*YOUR OBJECTIVE:* Will you retype the stretch of the listing below, from its first line through the line containing "396 100 L 403", including both ends, character for character?

*RECORDS FOR THIS EXERCISE:*
· · · · · · ·
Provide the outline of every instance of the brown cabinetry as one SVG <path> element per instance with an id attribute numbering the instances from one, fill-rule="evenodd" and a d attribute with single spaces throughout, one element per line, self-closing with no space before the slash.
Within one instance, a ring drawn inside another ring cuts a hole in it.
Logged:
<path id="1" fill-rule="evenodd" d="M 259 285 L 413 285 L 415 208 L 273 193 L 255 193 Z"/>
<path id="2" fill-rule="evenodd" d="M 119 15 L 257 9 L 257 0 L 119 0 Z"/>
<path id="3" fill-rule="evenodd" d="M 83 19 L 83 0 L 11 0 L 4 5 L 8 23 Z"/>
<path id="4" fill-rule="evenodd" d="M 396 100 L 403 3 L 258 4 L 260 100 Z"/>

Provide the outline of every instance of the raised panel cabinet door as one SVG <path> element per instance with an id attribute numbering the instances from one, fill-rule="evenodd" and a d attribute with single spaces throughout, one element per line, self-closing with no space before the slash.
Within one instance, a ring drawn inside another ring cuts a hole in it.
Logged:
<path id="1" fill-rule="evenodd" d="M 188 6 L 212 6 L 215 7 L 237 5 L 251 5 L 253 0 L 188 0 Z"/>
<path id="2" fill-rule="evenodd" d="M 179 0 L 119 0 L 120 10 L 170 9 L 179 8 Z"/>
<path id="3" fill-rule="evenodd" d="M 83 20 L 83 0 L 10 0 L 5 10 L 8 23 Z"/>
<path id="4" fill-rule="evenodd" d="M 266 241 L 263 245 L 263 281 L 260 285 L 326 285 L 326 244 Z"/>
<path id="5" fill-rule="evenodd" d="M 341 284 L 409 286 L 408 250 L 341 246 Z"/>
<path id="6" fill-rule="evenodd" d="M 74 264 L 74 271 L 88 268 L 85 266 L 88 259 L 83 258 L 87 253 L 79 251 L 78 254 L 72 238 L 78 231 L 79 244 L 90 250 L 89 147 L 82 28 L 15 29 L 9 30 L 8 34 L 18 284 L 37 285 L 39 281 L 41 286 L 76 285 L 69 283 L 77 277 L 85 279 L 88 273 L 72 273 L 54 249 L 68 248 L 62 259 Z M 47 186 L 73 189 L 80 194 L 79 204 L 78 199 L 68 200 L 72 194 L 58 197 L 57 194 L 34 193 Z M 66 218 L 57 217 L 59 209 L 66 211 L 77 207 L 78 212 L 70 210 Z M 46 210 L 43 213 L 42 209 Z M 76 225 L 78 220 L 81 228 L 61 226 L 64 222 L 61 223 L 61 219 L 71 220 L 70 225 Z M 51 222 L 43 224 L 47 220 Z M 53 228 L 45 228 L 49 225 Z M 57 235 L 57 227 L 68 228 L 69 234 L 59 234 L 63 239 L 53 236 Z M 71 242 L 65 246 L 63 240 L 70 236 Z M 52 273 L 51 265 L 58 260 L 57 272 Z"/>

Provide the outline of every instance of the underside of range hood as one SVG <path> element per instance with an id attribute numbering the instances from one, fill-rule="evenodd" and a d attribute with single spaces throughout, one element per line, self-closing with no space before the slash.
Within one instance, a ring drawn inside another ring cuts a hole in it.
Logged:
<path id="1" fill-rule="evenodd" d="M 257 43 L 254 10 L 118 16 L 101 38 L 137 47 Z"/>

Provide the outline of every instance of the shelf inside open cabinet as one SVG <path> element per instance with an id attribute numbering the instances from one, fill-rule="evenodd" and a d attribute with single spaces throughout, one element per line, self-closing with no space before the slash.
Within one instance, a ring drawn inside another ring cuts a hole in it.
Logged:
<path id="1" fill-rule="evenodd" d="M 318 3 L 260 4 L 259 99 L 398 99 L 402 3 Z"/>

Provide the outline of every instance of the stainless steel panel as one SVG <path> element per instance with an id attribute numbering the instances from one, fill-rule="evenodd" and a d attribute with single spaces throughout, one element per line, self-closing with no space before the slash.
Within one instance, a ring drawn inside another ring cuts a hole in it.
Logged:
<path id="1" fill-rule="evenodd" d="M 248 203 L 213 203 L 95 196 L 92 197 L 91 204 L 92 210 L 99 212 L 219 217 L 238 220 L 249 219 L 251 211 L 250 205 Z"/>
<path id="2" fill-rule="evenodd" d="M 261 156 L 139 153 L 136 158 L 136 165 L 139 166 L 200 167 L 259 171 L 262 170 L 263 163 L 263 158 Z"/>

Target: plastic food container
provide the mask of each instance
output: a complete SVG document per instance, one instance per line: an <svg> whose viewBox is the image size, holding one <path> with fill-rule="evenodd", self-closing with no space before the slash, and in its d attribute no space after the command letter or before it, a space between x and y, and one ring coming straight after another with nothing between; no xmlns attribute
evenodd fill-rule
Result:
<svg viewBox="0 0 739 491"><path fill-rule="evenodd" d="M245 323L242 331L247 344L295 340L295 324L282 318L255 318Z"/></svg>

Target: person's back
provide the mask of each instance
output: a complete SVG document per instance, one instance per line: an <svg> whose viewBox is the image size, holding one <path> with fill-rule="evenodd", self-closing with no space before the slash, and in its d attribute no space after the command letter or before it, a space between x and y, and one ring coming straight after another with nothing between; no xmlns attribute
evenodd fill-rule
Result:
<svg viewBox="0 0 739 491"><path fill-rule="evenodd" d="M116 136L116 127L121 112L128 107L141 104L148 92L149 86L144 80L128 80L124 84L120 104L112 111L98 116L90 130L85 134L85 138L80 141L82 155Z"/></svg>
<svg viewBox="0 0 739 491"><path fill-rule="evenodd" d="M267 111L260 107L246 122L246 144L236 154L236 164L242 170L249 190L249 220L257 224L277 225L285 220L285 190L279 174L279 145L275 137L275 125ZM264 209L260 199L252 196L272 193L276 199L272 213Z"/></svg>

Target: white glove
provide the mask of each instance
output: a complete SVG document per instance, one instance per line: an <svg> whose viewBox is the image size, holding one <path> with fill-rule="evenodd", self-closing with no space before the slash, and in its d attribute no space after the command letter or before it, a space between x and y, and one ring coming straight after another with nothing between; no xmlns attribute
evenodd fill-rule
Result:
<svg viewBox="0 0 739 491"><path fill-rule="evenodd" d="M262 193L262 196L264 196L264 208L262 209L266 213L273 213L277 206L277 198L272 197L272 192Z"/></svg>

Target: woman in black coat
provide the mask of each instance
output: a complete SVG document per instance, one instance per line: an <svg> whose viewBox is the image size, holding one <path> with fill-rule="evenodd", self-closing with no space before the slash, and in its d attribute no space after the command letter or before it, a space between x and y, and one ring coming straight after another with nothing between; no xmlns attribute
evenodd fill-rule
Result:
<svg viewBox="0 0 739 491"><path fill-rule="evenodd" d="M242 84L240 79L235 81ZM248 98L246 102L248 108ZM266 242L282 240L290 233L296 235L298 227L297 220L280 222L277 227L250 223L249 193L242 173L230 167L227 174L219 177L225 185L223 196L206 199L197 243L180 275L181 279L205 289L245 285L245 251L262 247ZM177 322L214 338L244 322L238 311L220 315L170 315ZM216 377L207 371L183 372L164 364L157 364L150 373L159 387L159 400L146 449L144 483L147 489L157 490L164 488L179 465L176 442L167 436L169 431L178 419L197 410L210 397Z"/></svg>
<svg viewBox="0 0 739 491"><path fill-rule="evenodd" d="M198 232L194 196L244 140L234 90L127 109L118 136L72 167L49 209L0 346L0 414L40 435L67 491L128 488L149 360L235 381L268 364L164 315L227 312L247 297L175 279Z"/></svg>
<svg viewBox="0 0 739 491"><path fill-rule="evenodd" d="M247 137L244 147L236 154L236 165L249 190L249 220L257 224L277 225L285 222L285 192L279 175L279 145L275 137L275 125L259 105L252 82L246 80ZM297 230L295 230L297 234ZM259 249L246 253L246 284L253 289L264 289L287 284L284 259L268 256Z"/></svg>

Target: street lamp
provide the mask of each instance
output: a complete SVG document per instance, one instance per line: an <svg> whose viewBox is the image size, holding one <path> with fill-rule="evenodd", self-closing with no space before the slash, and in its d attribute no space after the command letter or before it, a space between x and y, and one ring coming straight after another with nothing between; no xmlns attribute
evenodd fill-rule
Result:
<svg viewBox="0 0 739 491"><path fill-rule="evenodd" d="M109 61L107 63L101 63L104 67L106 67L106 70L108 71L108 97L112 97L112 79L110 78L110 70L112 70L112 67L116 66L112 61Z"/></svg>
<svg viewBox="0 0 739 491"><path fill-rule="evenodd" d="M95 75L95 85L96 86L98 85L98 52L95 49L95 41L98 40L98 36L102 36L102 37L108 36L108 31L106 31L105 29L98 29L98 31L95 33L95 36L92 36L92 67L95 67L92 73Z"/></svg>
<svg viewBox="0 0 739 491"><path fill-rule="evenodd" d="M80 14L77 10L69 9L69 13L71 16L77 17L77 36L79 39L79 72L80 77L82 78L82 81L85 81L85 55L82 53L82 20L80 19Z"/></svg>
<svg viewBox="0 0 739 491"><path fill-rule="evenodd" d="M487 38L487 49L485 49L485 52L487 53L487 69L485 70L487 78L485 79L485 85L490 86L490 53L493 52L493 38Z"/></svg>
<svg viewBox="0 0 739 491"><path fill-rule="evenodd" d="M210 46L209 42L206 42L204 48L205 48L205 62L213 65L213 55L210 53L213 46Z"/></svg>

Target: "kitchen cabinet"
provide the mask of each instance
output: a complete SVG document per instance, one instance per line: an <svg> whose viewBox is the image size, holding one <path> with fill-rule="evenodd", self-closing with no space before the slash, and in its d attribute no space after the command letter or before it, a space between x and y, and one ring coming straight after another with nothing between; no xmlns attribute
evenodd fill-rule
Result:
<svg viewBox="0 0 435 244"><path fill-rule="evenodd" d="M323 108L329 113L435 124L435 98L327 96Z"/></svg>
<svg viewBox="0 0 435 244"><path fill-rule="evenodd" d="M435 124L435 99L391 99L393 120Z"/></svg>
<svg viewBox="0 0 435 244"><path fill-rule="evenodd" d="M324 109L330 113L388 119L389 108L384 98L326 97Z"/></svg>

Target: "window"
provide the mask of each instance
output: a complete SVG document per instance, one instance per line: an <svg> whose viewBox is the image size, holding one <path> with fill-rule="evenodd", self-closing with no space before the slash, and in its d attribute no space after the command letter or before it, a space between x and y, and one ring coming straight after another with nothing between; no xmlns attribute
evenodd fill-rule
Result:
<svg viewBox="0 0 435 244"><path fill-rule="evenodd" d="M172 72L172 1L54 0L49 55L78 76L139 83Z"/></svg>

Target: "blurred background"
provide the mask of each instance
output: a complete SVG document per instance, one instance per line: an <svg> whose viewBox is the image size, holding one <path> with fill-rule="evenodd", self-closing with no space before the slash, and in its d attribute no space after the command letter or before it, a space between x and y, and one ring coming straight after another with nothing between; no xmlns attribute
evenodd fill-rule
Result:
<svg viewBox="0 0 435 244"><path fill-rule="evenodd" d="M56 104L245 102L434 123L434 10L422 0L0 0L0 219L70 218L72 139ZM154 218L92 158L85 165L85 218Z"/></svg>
· · · · · · ·
*COMPLETE RESPONSE:*
Provide the outline of every instance of the brown cabinetry as one SVG <path> element per instance with an id attribute numbering the instances from one, fill-rule="evenodd" and a d attribute with single spaces throughout, one element per line, self-closing with no space before the slash.
Within one instance, a ring drawn inside another ring cuts a hole in it.
Logged:
<path id="1" fill-rule="evenodd" d="M 259 285 L 413 285 L 415 208 L 273 193 L 255 193 Z"/>
<path id="2" fill-rule="evenodd" d="M 119 15 L 257 9 L 257 0 L 119 0 Z"/>
<path id="3" fill-rule="evenodd" d="M 83 19 L 83 0 L 11 0 L 4 5 L 8 23 Z"/>
<path id="4" fill-rule="evenodd" d="M 396 100 L 403 3 L 258 4 L 260 100 Z"/>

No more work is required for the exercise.